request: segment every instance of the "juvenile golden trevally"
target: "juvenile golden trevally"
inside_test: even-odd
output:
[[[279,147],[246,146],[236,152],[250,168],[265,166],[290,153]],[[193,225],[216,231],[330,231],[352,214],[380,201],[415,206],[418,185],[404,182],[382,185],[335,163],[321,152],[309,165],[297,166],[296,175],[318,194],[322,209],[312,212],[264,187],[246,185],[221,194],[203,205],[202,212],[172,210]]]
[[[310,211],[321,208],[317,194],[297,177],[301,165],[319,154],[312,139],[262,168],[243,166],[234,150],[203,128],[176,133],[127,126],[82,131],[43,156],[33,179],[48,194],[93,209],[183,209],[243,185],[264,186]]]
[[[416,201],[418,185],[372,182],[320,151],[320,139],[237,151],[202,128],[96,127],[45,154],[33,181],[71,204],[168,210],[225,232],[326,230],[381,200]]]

◆ Task details: Search the entries above for "golden". Return every line that has it.

◆ Task response:
request: segment every instance of the "juvenile golden trevally"
target: "juvenile golden trevally"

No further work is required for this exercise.